- _DATA RECORDS_

## start

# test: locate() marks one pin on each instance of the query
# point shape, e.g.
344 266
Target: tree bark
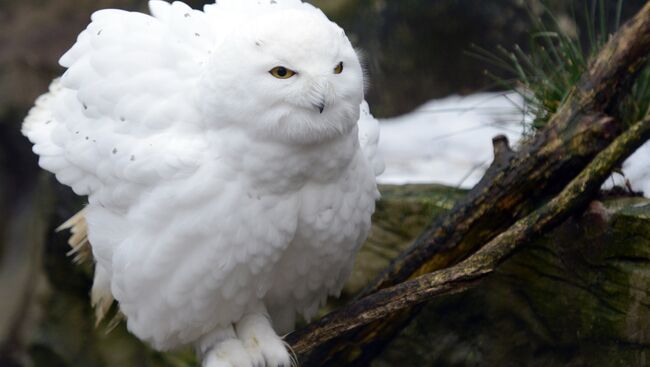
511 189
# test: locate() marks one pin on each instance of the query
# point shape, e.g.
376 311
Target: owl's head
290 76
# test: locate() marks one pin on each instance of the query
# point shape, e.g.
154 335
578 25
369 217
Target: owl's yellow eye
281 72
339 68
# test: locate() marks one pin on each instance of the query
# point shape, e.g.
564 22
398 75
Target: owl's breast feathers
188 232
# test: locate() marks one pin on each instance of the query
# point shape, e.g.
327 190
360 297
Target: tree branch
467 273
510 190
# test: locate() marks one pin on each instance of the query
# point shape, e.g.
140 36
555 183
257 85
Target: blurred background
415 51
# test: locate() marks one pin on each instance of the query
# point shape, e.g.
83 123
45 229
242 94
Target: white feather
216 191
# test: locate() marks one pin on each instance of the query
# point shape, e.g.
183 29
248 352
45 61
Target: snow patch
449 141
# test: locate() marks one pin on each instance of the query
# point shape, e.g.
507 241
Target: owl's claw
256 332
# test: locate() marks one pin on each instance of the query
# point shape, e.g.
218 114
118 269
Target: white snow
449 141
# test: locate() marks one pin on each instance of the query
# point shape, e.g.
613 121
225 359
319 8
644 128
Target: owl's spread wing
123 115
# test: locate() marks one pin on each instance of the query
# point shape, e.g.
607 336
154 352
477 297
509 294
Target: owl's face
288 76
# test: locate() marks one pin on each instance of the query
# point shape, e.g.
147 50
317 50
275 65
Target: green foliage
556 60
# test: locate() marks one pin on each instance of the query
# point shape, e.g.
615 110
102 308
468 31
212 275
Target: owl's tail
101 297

## end
## start

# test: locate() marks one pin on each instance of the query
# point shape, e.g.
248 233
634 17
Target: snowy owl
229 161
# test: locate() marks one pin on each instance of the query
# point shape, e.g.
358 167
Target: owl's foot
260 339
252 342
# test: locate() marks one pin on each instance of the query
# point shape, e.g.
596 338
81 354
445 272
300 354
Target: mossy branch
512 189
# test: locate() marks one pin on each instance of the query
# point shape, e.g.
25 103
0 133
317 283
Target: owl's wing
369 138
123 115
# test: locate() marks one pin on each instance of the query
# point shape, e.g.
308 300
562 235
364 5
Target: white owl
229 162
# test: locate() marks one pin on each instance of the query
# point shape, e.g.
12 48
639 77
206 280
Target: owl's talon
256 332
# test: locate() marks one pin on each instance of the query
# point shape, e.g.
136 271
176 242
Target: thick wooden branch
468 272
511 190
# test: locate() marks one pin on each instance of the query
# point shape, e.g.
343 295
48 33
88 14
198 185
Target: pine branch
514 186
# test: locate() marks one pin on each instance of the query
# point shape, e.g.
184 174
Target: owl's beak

## end
## start

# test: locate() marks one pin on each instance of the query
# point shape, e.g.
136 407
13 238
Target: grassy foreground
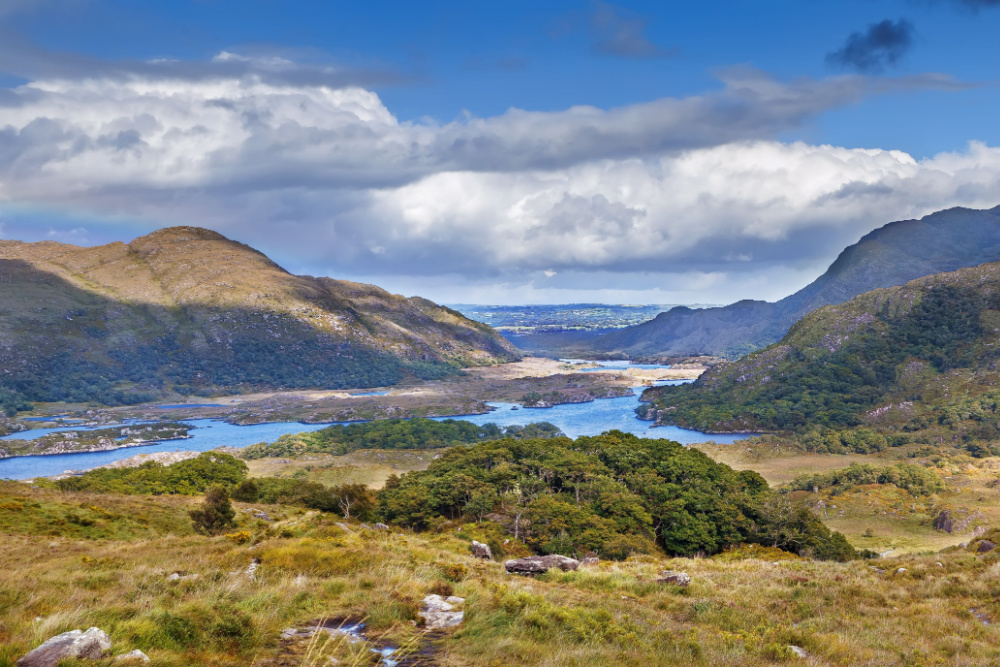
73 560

## end

- _WRITTEN INSTRUCTION_
Which lines above contain the word "wing"? Return each of them in full, and treat uppercase and lowercase as different.

- _REPLY_
Target: owl's spread wing
Target: owl's wing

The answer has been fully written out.